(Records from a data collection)

━━━━━━━━━━━━━━━━━━━━

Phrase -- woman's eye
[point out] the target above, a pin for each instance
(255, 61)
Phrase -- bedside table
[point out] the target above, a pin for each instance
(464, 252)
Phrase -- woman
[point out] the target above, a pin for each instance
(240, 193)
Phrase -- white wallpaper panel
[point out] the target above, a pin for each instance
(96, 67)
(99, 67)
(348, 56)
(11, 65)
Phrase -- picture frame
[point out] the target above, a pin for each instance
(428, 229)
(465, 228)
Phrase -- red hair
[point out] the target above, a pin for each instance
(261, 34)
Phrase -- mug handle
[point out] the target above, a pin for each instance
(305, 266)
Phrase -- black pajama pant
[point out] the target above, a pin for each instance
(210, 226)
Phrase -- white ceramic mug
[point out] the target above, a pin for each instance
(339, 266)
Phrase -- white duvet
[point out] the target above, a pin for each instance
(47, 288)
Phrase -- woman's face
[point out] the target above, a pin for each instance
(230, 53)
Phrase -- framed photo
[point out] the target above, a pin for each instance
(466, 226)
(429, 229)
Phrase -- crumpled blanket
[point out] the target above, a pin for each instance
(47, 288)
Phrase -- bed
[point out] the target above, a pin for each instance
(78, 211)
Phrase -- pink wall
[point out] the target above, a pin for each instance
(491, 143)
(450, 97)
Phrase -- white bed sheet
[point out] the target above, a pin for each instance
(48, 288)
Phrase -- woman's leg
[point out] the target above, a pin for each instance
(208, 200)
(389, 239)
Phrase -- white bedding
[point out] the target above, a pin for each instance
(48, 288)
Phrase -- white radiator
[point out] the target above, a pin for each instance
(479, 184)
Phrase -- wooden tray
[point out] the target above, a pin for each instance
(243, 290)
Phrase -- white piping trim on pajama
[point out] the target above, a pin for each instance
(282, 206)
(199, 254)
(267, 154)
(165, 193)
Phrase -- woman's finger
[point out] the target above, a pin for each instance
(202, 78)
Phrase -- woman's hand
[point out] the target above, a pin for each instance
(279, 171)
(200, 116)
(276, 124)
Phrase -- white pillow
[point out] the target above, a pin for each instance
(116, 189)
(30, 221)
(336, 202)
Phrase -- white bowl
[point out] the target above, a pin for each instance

━━━━━━━━━━━━━━━━━━━━

Task directions ::
Starting at the top of the data above, repeat every line exactly until the line containing "Phrase -- woman's leg" has been given, then stop.

Solution to the problem ::
Phrase -- woman's eye
[point out] the target above, a pin for each instance
(255, 61)
Phrase -- bedside table
[point out] the target above, a pin for each instance
(464, 252)
Phrase -- woman
[point out] the target above, a pin for each instance
(240, 193)
Phrase -- white wallpaper panel
[point out] the target above, a pin for each instance
(96, 67)
(99, 67)
(348, 56)
(11, 65)
Phrase -- picture frame
[point out] the target above, a pin for each instance
(428, 229)
(465, 228)
Phrase -- red hair
[point out] the target above, a pin for each instance
(261, 34)
Phrase -- mug handle
[point out] the target above, a pin for each instance
(305, 266)
Phrase -- black pajama pant
[point out] the target above, a pin for each instance
(210, 226)
Phrase -- white ceramic mug
[point out] the target above, a pin for each instance
(339, 266)
Phrase -- white duvet
[point out] the target above, a pin for each instance
(47, 288)
Phrase -- woman's face
[point out] the target above, a pin for each instance
(230, 53)
Phrase -- framed photo
[point out] the target above, a pin for each instance
(466, 226)
(429, 229)
Phrase -- crumpled blanket
[point out] the target above, a pin for each instance
(47, 288)
Phrase -- bed
[point out] the target above, a pin for each instance
(78, 211)
Phrase -- pink wall
[point out] the target above, a pin for each instance
(491, 143)
(450, 97)
Phrase -- white bed sheet
[point out] the target above, a pin for each instance
(48, 288)
Phrase -- woman's leg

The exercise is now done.